SUPPLIED ENTRIES:
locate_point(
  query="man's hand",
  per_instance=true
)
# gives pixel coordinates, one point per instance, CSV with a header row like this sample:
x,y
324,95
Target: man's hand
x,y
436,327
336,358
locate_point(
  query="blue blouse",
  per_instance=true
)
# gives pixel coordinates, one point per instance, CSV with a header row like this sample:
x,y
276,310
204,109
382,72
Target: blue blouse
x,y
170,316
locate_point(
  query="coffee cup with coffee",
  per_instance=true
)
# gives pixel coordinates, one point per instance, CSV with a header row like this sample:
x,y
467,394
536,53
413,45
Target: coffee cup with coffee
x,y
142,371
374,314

TASK INSTRUCTIONS: Every entry is to be printed exactly as given.

COMPLETED TASK:
locate_point(
  query="man's hand",
  per_instance=true
)
# gives pixel coordinates, one point per instance, CSV with a header row like this sample:
x,y
324,95
Target: man's hand
x,y
436,327
336,358
locate_point(
  query="blue blouse",
  per_instance=true
)
# gives pixel coordinates, one point per instance, CSV with a header row like this sample:
x,y
276,310
204,109
382,72
Target: blue blouse
x,y
170,316
locate_point(
  query="coffee cup with coffee",
  per_instance=true
)
# gives pixel coordinates, one point per instance, CSV with a header row like this sample:
x,y
467,394
536,53
413,45
Target: coffee cup with coffee
x,y
142,371
374,314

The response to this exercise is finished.